Instructions to follow
Copy out only the part of the entries that opens with the line containing "Reviewer note: check that each instance of the downspout" and closes with the line containing "[[783, 731], [859, 745]]", substituting "drainpipe" for "downspout" and changing nothing else.

Material to process
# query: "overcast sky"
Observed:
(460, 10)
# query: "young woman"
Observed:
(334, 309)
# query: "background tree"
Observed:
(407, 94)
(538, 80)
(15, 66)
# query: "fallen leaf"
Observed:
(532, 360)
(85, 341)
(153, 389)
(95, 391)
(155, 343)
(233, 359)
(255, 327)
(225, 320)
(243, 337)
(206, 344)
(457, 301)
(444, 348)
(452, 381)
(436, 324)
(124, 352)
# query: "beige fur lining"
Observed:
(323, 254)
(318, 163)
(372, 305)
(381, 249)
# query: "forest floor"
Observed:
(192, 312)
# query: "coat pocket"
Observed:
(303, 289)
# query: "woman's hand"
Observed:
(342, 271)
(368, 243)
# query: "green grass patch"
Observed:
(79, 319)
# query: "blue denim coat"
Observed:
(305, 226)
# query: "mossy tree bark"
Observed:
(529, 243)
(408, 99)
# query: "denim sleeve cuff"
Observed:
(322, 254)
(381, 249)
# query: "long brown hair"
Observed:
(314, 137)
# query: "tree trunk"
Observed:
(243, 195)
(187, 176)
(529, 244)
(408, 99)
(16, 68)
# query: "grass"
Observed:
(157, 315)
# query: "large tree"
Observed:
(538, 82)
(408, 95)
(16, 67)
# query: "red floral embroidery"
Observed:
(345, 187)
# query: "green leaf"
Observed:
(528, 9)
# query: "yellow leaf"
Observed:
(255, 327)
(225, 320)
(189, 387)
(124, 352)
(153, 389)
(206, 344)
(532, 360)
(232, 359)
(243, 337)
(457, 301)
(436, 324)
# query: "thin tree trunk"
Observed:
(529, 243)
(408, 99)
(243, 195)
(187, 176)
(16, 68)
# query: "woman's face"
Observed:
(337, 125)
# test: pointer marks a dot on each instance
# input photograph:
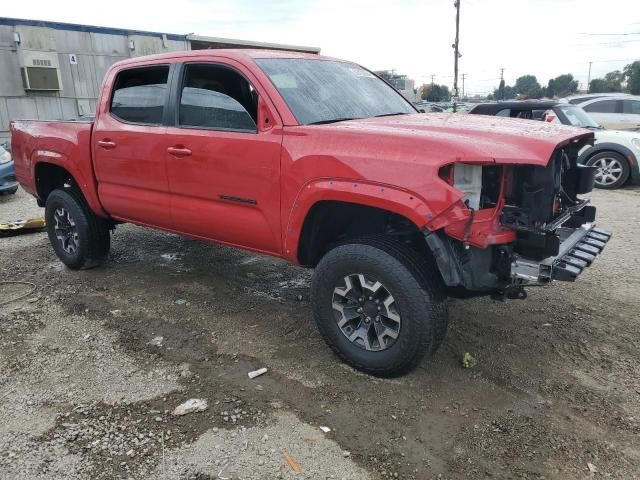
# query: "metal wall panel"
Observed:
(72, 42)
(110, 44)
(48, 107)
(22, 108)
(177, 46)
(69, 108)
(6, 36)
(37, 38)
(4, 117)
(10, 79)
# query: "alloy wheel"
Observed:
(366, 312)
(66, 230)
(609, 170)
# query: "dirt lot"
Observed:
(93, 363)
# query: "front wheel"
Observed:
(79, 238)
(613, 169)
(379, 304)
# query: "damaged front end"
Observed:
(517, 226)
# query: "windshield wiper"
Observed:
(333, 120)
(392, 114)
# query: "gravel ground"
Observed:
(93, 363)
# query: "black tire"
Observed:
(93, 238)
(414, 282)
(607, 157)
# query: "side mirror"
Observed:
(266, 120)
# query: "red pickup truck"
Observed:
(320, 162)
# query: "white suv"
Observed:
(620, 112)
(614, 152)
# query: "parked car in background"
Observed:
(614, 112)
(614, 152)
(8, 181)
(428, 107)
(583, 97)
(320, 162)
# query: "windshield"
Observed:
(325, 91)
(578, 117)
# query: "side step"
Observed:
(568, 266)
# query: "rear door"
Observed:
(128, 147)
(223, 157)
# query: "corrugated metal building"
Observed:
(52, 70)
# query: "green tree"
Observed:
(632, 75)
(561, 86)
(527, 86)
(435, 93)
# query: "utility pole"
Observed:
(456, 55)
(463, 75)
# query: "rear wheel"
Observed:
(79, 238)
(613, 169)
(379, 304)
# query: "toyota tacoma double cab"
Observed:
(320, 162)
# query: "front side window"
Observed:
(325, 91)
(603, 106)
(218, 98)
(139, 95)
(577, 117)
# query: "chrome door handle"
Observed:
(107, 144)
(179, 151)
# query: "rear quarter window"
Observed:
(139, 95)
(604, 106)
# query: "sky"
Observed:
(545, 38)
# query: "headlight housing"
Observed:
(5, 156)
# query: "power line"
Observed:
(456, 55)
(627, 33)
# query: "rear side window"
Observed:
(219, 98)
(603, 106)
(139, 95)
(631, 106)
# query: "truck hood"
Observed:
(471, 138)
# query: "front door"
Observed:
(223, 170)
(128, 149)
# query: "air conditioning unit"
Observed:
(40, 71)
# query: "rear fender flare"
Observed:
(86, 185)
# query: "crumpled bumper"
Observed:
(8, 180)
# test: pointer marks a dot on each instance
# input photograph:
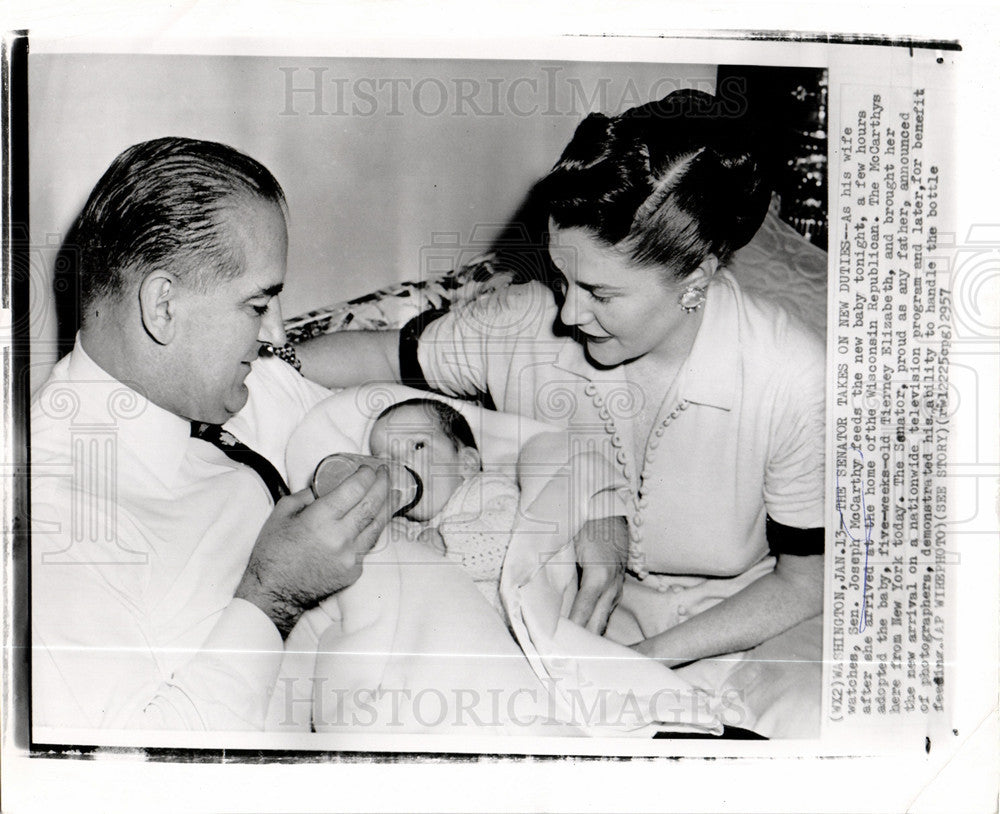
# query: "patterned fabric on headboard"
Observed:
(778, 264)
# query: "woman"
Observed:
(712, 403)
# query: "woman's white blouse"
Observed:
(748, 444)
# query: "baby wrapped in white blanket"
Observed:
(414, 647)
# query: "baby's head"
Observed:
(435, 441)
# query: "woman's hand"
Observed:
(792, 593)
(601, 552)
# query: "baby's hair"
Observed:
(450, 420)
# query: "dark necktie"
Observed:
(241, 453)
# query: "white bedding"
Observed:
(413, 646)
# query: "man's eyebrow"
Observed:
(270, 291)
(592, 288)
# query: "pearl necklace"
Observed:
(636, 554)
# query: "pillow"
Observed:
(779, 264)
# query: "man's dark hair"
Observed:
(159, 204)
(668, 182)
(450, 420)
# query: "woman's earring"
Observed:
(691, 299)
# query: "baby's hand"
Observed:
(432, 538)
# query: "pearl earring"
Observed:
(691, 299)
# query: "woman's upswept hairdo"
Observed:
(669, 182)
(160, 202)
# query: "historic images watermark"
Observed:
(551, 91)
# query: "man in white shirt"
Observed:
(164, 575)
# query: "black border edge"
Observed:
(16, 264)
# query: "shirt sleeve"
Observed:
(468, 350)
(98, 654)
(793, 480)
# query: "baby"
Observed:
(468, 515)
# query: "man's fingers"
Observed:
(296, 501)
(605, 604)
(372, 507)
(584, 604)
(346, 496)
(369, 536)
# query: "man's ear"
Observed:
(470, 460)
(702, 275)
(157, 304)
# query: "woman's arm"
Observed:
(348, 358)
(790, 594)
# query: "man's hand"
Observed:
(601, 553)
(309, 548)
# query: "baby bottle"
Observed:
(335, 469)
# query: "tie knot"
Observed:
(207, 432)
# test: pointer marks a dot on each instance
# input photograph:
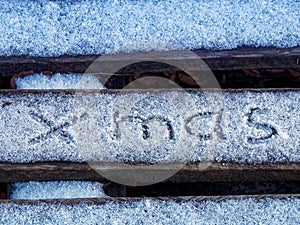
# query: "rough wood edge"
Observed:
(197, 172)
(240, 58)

==

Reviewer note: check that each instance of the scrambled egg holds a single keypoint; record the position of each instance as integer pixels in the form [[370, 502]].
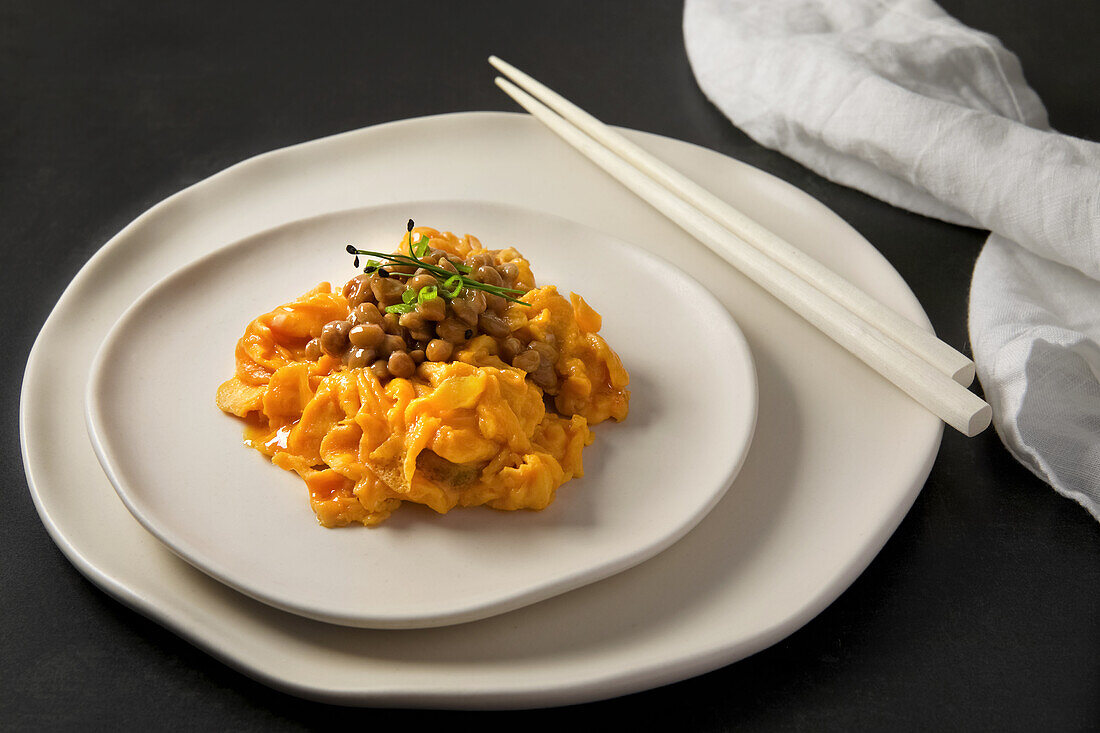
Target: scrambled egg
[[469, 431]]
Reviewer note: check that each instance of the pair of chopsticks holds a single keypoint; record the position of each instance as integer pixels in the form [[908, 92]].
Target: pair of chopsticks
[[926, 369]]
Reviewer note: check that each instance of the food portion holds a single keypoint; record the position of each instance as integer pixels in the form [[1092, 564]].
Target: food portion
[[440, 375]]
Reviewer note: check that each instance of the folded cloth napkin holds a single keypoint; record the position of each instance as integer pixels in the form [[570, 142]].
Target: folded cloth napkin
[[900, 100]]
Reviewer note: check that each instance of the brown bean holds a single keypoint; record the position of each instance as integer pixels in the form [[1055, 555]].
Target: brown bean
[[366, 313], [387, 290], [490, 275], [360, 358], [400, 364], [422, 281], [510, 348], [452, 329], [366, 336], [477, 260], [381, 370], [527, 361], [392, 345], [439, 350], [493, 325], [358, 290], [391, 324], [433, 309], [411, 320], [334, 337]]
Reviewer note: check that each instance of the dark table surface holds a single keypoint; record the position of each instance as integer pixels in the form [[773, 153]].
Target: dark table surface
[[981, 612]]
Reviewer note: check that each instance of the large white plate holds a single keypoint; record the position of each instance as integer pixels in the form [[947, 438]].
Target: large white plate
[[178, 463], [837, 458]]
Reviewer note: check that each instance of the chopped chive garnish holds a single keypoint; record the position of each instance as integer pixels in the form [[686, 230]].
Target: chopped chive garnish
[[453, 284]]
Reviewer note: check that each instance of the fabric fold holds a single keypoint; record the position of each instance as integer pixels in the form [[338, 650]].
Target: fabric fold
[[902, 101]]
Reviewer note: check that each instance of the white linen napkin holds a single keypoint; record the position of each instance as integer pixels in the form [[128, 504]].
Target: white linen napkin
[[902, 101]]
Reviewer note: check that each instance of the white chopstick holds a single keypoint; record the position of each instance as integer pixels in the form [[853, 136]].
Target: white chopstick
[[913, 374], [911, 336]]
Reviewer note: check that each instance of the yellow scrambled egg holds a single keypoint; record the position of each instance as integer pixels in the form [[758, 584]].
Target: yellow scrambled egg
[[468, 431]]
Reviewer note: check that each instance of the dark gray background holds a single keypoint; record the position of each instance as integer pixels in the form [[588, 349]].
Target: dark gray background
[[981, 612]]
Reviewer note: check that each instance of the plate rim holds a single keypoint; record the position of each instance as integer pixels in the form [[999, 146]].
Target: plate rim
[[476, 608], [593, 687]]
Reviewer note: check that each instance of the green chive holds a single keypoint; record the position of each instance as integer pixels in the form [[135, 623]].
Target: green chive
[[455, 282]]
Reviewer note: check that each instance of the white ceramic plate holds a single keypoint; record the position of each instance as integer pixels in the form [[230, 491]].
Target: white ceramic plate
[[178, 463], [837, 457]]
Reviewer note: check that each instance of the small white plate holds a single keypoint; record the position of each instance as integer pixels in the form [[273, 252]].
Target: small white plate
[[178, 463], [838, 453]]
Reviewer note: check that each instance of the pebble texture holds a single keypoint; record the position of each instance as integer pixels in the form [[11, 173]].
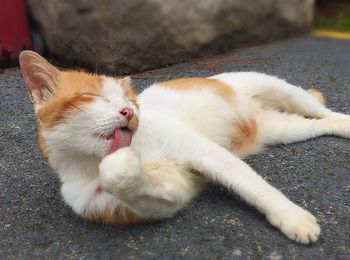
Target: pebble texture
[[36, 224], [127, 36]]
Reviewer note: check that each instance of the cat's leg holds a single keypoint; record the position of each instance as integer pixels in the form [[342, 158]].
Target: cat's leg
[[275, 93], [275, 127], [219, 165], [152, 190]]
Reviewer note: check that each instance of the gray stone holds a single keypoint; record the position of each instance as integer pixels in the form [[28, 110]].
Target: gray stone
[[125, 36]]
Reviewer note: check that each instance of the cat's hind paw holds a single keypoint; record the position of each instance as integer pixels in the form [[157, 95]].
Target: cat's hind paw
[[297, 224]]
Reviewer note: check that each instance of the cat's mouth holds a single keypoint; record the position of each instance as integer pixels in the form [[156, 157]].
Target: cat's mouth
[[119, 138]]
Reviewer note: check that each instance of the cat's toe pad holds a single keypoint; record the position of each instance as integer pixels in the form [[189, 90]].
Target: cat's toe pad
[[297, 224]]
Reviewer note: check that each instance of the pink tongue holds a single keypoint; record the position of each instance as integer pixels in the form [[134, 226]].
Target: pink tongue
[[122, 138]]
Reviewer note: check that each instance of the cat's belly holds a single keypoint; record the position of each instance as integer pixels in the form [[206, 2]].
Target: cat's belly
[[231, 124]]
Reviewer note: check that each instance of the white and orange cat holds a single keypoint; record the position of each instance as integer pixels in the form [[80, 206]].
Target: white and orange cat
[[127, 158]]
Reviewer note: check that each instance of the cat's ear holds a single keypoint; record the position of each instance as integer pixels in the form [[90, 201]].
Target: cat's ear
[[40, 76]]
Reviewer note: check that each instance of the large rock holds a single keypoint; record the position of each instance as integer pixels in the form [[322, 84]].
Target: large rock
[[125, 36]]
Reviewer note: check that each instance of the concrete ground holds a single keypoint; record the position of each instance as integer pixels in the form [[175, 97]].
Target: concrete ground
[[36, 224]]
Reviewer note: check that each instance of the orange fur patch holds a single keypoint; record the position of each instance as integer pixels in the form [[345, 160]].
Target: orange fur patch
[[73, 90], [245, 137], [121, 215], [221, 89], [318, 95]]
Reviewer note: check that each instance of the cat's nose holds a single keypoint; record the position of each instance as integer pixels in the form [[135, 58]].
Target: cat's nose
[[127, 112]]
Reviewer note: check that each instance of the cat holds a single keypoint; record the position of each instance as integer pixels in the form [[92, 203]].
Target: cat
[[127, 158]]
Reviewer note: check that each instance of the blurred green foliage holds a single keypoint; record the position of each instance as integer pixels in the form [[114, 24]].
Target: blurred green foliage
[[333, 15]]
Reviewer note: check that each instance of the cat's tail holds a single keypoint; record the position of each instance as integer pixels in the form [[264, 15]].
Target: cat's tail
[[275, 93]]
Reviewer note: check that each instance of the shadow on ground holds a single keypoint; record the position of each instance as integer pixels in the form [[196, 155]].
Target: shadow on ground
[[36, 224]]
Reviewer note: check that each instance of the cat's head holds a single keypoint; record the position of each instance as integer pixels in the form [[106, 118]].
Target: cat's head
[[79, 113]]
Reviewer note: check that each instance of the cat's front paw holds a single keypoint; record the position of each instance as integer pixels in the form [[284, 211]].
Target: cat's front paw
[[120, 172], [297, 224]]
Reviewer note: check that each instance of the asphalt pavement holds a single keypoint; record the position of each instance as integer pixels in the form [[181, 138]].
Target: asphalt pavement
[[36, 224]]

--

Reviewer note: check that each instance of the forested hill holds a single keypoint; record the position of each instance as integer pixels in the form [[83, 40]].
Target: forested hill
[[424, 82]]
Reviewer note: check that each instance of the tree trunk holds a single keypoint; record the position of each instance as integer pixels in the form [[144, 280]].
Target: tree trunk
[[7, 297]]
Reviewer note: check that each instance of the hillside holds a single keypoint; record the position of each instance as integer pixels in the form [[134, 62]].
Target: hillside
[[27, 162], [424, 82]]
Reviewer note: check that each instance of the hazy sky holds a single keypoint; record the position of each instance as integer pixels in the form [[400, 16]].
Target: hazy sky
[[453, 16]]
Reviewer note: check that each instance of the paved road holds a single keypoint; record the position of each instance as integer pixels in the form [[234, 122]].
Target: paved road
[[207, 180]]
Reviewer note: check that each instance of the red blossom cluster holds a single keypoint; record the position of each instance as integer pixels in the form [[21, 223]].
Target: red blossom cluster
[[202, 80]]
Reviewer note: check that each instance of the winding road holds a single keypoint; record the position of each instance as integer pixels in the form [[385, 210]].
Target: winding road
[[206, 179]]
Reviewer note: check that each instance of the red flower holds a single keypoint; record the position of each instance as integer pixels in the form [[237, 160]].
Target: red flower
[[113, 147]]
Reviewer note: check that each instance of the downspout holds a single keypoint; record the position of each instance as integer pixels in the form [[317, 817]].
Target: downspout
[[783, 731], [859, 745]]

Answer
Reviewer note: check that each instance of the drainpipe holds a single keypoint; record the position of each instance as integer pixels in the form [[317, 817]].
Target: drainpipe
[[783, 731], [859, 745]]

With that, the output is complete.